▶ _REQUIREMENT_:
Could you put every line of the records below into a Markdown table with the columns Number and Entry, one numbered row per line and no rows for blank lines?

▶ _TASK MATERIAL_:
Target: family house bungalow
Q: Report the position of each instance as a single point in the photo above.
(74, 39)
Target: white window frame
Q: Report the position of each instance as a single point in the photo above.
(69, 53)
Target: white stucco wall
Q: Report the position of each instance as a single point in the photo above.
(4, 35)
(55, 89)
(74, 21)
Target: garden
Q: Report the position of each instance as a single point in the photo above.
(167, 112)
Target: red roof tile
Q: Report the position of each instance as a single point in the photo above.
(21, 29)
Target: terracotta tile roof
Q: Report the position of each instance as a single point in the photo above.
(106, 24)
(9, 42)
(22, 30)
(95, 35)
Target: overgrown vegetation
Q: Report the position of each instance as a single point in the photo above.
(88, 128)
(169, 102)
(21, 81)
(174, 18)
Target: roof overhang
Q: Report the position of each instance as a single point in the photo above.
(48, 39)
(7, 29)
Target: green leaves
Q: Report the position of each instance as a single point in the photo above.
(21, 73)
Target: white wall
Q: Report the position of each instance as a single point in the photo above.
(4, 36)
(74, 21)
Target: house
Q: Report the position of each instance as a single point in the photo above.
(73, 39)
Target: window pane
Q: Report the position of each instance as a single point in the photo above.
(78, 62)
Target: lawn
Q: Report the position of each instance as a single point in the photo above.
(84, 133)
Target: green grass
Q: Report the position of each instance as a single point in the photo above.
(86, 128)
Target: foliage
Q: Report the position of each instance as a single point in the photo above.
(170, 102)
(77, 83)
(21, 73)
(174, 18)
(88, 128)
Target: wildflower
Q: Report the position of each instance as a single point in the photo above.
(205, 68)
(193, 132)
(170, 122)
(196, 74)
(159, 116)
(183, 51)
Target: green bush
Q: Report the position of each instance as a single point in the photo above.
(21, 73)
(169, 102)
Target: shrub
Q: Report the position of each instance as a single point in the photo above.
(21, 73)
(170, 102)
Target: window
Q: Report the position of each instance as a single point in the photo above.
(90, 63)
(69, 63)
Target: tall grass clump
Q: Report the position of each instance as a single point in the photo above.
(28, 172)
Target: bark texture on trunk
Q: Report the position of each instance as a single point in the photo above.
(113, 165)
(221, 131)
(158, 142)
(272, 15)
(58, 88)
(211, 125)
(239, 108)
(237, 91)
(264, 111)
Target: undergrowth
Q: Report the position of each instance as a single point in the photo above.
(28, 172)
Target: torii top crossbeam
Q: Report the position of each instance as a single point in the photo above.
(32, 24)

▶ _SOLUTION_:
| Number | Entry |
|---|---|
| 1 | Target: family house bungalow |
| 2 | Q: Report the position of each instance as a single point in the photo above. |
| 3 | (74, 39) |
| 4 | Target: white window frame |
| 5 | Q: Report the position of each instance as a single point in the photo above. |
| 6 | (69, 53) |
| 7 | Target: white stucco wall |
| 8 | Q: Report the position of each instance as a single point in the photo above. |
| 9 | (4, 35) |
| 10 | (55, 89) |
| 11 | (74, 21) |
| 12 | Target: garden |
| 13 | Q: Report the position of each instance as a single point in the photo above. |
| 14 | (167, 112) |
| 15 | Target: red roof tile |
| 16 | Q: Report the position of each instance as a single point in the photo above. |
| 17 | (21, 29) |
| 18 | Target: terracotta tile roof |
| 19 | Q: Report the position of each instance as a single point in the photo above. |
| 20 | (106, 24) |
| 21 | (9, 42) |
| 22 | (22, 30) |
| 23 | (95, 35) |
| 24 | Target: overgrown vegetation |
| 25 | Q: Report the position of each instance as a single point in the photo above. |
| 26 | (88, 128) |
| 27 | (169, 102) |
| 28 | (21, 81) |
| 29 | (174, 18) |
| 30 | Target: roof overhang |
| 31 | Q: Report the position of each instance as a single point in the photo above. |
| 32 | (48, 39) |
| 33 | (7, 29) |
| 34 | Target: green leaves |
| 35 | Q: Report the position of each instance as a single point in the photo above. |
| 36 | (21, 73) |
| 37 | Target: white wall |
| 38 | Q: Report the position of each instance as a single point in the photo above. |
| 39 | (4, 36) |
| 40 | (74, 21) |
| 41 | Target: house |
| 42 | Q: Report the position of each instance as a single point in the photo above. |
| 43 | (73, 39) |
| 44 | Target: window pane |
| 45 | Q: Report the position of each instance as a single point in the photo above. |
| 46 | (78, 62) |
| 47 | Target: lawn |
| 48 | Q: Report the position of each instance as a single point in the photo above. |
| 49 | (84, 133) |
| 50 | Target: green grass |
| 51 | Q: Report the position of each instance as a single point in the photo above. |
| 52 | (86, 128) |
| 53 | Target: foliage |
| 54 | Q: Report the position of each instance as a single point in the photo above. |
| 55 | (170, 102) |
| 56 | (77, 83) |
| 57 | (21, 73) |
| 58 | (174, 18) |
| 59 | (88, 128) |
| 60 | Target: wildflower |
| 61 | Q: Report the position of each instance as a single point in the photo above. |
| 62 | (205, 68) |
| 63 | (193, 132) |
| 64 | (170, 122) |
| 65 | (196, 74) |
| 66 | (159, 116) |
| 67 | (183, 51) |
| 68 | Target: green bush |
| 69 | Q: Report the position of each instance as a single point in the photo above. |
| 70 | (21, 73) |
| 71 | (169, 102) |
| 72 | Target: shrub |
| 73 | Q: Report the position of each instance as a single point in the photo above. |
| 74 | (21, 73) |
| 75 | (170, 102) |
| 76 | Target: window |
| 77 | Q: Report the position of each instance as a single point in the photo above. |
| 78 | (90, 63) |
| 79 | (69, 63) |
| 80 | Target: tall grass clump |
| 81 | Q: Report the position of each instance as a single point in the photo above. |
| 82 | (28, 172) |
| 83 | Target: bark texture on trunk |
| 84 | Q: Report the position of each instance as a single point in the photo above. |
| 85 | (113, 165) |
| 86 | (221, 131) |
| 87 | (158, 142) |
| 88 | (272, 15) |
| 89 | (58, 88) |
| 90 | (211, 125) |
| 91 | (239, 108) |
| 92 | (237, 91) |
| 93 | (264, 111) |
| 94 | Target: undergrowth |
| 95 | Q: Report the position of each instance as a single point in the photo above. |
| 96 | (28, 172) |
| 97 | Target: torii top crossbeam |
| 98 | Q: Report the position of each instance as a single point in the photo above. |
| 99 | (32, 24) |